Reproduce the lines below with each "gravel bank" renamed to "gravel bar" and everything else left as is. Leave the pictures out.

Excerpts of location labeling data>
*-*-*

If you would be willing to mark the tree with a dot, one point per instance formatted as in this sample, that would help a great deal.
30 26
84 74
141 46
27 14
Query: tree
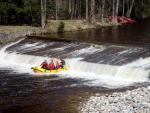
43 13
87 11
92 17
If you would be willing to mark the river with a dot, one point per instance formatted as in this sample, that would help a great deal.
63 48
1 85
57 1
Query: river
100 61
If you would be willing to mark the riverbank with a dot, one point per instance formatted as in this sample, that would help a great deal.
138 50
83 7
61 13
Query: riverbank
12 33
131 101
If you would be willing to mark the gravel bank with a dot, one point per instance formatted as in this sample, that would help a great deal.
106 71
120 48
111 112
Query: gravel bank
134 101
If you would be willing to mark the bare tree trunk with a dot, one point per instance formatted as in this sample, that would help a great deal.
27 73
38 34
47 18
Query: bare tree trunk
117 8
102 14
87 11
130 9
76 7
113 12
123 10
43 13
56 10
92 17
79 10
69 7
73 9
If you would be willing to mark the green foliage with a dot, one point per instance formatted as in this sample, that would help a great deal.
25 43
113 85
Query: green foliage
61 27
63 13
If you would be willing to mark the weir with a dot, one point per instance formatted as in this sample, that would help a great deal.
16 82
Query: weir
133 72
129 73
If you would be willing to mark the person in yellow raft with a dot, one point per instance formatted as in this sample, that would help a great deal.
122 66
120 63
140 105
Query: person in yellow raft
62 63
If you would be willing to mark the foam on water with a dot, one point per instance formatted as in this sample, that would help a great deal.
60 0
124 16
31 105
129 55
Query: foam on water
92 74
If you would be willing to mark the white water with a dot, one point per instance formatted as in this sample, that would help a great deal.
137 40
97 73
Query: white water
92 73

*-*-*

Finished exercise>
If you would be willing to mark the tree with a dot, one point per instance formatted as in this sample, that would help a great deal.
30 26
84 74
141 46
27 14
Query: tree
43 13
87 11
92 17
If you would be willing to mark the river with a dot, one point per instance formatted as in this sample, that would help a great deal.
63 48
1 85
57 1
Query: river
100 61
If you would be willing to mark the riverbank with a dot, one point per instance formatted as in this sample, that would help a great deal.
138 50
83 7
61 13
Query: riverbank
12 33
131 101
If you would be willing to mark the gravel bar with a dot, one point per instance formatted as in this sample, that would help a great deal.
106 71
120 48
111 112
Query: gravel bar
134 101
If you would be willing to mark the bare tree trunk with a dot, one point per instance formatted as in this sample, that would help a great deal.
27 73
38 34
47 18
Query: bare tree trunk
117 8
102 14
87 11
130 9
76 7
113 12
123 10
43 13
56 10
92 17
79 10
69 7
73 9
If you would be willing to mark the green foliage with a dot, one point per instance formatted as in this sample, that would help a great deal.
25 43
113 85
Query: green foliage
61 27
63 13
If you would be willing to mark the weir with a dot, one point per instance formatted as in this sample, that would help a great deal.
16 82
Query: weir
133 72
129 73
If you would be willing to mark the person in yellow raft with a dot, one point per instance formatted as in this sample, that would help a great deal.
122 66
120 63
140 105
Query: person in yellow raft
62 63
If you would be willing to mark the foam on water with a dot, one point per instance formatted as in this sample, that would help a great deal.
60 0
124 16
31 105
129 55
Query: foam on water
92 74
If you would be willing to mark the white water with a dot, one point per instance formatted as in this sample, that would help a great deal.
137 40
97 73
Query: white water
92 73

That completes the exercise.